The Essential Guide for New Undergraduates/the Future Unemployed




Lashtacular! A 'real' freshers' guide to university based on the award-winning hit comedy TV series

What's the secret to JP's sexual prowess? How does Howard beat the buffet every time? What does Vod really think about drink, drugs and Salman Rushdie? And will Kingsley's diary spill his true feelings for Josie? (hopefully not as stomach-churning as Oregon's sext messages with Professor Shales ... )

This is a real guide to the first year of student life - the one the preachy official brochures and prospectuses don't tell you about. From UCAS applications to moving into a student house, from freshers' week to choosing courses and, more importantly, friends, the book records every detail - disgusting, exciting, tragic and triumphant - as the young ones stumble through university life. A scrap book of diary entries, emails, manifestos (including Howard's Rules for Everything) and guidelines it is crammed with saucy text messages, music playlists, facebook profiles, essays, poems, photos, drawings and paintings, as well as the housemates' musings on life, uni and everything.

**Coordinate annotation entries**

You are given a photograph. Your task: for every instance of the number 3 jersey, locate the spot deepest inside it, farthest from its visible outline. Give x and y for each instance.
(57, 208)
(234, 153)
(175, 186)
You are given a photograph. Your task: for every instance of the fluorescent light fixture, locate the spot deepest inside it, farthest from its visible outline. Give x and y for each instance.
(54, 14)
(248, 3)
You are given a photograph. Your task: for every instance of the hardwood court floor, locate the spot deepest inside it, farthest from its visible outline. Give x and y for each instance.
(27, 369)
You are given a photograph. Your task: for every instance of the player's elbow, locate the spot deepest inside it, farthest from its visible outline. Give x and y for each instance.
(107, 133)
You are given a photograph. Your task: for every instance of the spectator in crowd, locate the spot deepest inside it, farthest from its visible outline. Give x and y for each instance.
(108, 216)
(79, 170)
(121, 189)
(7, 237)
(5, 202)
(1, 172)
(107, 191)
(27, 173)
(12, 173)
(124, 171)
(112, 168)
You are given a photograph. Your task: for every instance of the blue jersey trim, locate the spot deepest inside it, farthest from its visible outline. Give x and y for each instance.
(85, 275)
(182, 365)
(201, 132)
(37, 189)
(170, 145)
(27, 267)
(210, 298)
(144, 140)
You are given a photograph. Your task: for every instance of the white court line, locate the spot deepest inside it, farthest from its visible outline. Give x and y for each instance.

**COMPLETE THE FOLLOWING**
a) Print the part of the freshers' guide blurb that opens with the words containing "This is a real" and closes with "uni and everything.".
b) In the freshers' guide blurb, who is Oregon exchanging sext messages with?
c) Write the next part of the freshers' guide blurb, picking up after its last sentence.
These records have no connection to the freshers' guide blurb.

**ANSWERS TO THE EXERCISES**
a)
This is a real guide to the first year of student life - the one the preachy official brochures and prospectuses don't tell you about. From UCAS applications to moving into a student house, from freshers' week to choosing courses and, more importantly, friends, the book records every detail - disgusting, exciting, tragic and triumphant - as the young ones stumble through university life. A scrap book of diary entries, emails, manifestos (including Howard's Rules for Everything) and guidelines it is crammed with saucy text messages, music playlists, facebook profiles, essays, poems, photos, drawings and paintings, as well as the housemates' musings on life, uni and everything.

b) Professor Shales.

c)
From Jesse Armstrong and Sam Bain, the acclaimed writers of Peep Show, this is the ultimate companion to Fresh Meat, the Best New British Comedy of 2011, starring Jack Whitehall, Robert Webb and Joe Thomas.

  • Published: 25 October 2018
  • ISBN: 9780241985984
  • Imprint: Penguin eBooks
  • Format: EBook
  • Pages: 192
Categories:

About the authors

Jesse Armstrong

Jesse Armstrong is the co-creator and writer of the BAFTA Award-winning Peep Show, as well as Fresh Meat, Bad Sugar, Babylon and, with Chris Morris, Four Lions. He was also co-writer of The Thick of It and the Oscar-nominated In the Loop, and wrote the Entire History of You for Charlie Brooker’s Black Mirror.
Love, Sex and Other Foreign Policy Goals is his first novel.

Sam Bain

Jesse Armstrong and Sam Bain met at Manchester University on a creative writing course. As well as seven series of Peep Show for Channel 4 they have written for a variety of TV sitcoms and sketch shows. Their recently co-wrote the Bafta-winning film Four Lions and the Oscar-nominated In The Loop.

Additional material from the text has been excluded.